Coordinate annotation entries
————————
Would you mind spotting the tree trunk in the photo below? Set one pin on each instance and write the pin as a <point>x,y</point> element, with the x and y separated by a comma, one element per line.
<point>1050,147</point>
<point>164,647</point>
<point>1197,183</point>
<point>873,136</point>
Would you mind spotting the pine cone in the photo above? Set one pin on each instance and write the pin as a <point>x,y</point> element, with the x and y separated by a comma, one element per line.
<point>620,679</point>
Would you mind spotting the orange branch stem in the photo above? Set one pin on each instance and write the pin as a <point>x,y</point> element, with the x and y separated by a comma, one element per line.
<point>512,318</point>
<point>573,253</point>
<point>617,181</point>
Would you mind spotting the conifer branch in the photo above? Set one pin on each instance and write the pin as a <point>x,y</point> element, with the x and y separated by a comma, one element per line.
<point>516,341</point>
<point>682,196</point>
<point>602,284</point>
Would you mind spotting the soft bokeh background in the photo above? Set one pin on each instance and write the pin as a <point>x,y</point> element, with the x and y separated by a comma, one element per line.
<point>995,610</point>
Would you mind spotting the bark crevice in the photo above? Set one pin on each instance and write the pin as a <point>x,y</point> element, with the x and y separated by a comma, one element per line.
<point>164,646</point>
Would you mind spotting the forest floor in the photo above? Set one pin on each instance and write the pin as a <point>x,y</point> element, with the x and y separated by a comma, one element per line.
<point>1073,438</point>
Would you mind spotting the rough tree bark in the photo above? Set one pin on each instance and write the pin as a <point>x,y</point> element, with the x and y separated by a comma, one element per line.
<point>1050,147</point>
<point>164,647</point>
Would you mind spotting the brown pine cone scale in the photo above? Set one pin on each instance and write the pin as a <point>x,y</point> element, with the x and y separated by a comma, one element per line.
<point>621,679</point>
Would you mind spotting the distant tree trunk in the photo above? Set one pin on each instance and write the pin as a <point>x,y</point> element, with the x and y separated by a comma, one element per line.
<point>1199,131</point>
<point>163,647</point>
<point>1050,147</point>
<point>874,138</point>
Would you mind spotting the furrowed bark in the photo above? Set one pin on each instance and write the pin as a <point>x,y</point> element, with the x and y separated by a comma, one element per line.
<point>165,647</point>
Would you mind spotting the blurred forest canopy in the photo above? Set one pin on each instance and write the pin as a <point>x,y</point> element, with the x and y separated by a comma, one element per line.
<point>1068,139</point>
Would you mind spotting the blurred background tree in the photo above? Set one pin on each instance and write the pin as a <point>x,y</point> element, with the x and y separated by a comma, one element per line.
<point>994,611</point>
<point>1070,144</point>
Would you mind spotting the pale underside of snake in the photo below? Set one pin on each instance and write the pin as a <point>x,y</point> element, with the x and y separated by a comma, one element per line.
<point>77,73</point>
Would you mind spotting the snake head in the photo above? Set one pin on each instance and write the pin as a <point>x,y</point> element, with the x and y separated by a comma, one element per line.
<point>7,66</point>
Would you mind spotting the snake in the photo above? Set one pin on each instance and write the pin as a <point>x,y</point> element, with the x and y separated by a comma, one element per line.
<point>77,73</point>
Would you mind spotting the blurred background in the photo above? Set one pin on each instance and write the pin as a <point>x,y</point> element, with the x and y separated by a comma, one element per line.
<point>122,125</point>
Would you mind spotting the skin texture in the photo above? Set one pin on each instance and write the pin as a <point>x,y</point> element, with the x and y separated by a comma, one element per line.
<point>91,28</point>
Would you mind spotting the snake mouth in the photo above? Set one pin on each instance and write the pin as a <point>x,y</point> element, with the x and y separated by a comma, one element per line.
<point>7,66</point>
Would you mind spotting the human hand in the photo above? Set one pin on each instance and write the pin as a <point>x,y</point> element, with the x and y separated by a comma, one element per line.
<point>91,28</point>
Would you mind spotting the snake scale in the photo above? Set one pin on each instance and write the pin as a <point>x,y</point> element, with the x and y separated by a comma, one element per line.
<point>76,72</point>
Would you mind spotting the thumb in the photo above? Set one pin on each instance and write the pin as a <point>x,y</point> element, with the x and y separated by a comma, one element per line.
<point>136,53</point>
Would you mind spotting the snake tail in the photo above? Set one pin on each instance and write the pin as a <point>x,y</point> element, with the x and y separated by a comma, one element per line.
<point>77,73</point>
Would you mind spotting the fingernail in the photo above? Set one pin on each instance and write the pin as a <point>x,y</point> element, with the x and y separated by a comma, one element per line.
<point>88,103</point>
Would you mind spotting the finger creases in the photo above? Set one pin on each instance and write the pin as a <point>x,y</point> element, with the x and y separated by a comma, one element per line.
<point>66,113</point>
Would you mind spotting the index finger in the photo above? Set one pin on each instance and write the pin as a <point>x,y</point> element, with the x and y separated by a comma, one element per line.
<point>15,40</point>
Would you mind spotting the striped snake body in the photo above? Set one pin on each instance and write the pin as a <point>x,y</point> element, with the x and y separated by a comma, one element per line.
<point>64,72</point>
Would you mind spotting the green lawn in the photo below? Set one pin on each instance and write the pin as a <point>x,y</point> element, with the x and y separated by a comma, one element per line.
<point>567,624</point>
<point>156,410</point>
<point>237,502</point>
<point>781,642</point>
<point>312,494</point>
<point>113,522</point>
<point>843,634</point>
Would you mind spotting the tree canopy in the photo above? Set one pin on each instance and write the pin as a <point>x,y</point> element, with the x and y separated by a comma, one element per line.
————————
THE REQUEST:
Reproduce everything in the entries above from the line containing "Would you mind spotting the bark" down to the line containing "<point>164,646</point>", with both of those lines included.

WRITTEN ANSWER:
Would you mind spotting the bark crevice in the photo above? Set one pin on each instance and write the pin as a <point>x,y</point> element, with the x and y separated by a comma, one element per line.
<point>164,646</point>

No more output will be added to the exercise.